(Provided information begins)

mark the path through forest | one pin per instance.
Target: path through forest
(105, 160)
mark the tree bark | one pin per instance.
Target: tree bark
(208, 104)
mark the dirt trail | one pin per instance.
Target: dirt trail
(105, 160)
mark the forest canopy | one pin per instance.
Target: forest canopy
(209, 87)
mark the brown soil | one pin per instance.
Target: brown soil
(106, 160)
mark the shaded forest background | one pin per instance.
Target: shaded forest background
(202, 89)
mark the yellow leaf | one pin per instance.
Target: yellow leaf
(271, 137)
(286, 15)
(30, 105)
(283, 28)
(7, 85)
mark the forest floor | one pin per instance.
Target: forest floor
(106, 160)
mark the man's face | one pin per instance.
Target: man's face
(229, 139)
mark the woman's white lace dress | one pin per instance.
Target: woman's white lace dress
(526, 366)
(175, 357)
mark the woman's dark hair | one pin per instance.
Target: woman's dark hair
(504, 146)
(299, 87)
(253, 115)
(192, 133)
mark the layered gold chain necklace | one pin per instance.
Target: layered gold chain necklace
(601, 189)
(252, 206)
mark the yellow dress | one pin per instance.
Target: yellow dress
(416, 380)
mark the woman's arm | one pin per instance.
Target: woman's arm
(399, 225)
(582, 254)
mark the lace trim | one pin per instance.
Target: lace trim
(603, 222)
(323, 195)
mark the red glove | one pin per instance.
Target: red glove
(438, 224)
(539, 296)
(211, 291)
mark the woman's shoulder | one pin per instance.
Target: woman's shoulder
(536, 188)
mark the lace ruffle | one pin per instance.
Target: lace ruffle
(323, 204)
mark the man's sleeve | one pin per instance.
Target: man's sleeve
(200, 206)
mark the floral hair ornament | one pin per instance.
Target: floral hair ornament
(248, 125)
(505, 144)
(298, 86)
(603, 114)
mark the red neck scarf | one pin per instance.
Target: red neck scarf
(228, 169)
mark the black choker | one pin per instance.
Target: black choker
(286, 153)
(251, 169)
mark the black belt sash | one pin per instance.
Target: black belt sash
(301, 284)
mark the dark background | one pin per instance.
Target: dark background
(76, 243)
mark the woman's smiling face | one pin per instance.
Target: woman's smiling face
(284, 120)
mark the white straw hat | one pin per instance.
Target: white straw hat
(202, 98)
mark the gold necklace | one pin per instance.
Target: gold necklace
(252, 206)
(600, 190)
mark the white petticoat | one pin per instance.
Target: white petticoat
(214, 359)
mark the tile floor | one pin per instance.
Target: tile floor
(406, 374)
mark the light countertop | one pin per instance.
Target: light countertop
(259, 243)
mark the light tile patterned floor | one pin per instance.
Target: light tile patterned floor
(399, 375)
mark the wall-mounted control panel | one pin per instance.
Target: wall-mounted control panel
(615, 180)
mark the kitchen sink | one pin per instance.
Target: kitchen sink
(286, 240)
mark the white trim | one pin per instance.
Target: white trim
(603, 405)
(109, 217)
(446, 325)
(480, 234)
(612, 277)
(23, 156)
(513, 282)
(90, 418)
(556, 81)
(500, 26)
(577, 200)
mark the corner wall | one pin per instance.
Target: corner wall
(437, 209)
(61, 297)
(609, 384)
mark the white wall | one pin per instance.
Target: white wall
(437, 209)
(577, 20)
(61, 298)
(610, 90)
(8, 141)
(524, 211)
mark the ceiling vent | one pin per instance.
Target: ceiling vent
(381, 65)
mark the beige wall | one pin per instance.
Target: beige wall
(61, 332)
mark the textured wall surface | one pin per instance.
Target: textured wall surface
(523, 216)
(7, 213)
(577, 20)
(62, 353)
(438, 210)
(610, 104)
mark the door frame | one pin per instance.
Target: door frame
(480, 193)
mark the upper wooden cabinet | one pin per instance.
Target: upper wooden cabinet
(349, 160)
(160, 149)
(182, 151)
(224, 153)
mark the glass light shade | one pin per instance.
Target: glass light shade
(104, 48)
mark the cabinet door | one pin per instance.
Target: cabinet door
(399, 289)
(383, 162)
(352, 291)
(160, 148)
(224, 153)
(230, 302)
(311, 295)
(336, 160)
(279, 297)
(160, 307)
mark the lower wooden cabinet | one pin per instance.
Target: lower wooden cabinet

(Provided information ends)

### Your task
Please give an exact copy of the lines above, beginning with the line containing "mark the man's sleeve | one pin per instance." and running through the line containing "mark the white trim | one pin per instance.", and of no other lines.

### Task solution
mark the man's sleeve | one pin per instance.
Target: man's sleeve
(200, 206)
mark the floral hair ornament | one pin per instance.
Target: floral hair ornament
(248, 125)
(505, 144)
(298, 86)
(603, 114)
mark the red neck scarf | one pin per instance.
Target: red neck scarf
(228, 169)
mark the black choker | one pin per instance.
Target: black choker
(286, 153)
(251, 169)
mark the black belt sash | one pin per instance.
Target: black belt sash
(301, 284)
mark the dark background | one pin per instance.
Target: dark background
(76, 243)
mark the woman's smiling face | one pin per instance.
Target: woman's smiling face
(284, 120)
mark the white straw hat | one pin per instance.
Target: white straw hat
(202, 98)
mark the gold necklace | one pin per instance.
Target: gold necklace
(252, 206)
(600, 190)
mark the white petticoat | one pin per instance.
Target: white petticoat
(214, 359)
mark the tile floor | one pin per instance.
Target: tile floor
(406, 374)
mark the light countertop | one pin per instance.
Target: light countertop
(259, 243)
mark the light tile patterned floor | one pin per instance.
Target: light tile patterned floor
(399, 375)
mark the wall-mounted control panel | one pin per instance.
Target: wall-mounted control panel
(615, 180)
mark the kitchen sink | one pin per instance.
Target: kitchen sink
(286, 240)
mark the white trim | one pin per instance.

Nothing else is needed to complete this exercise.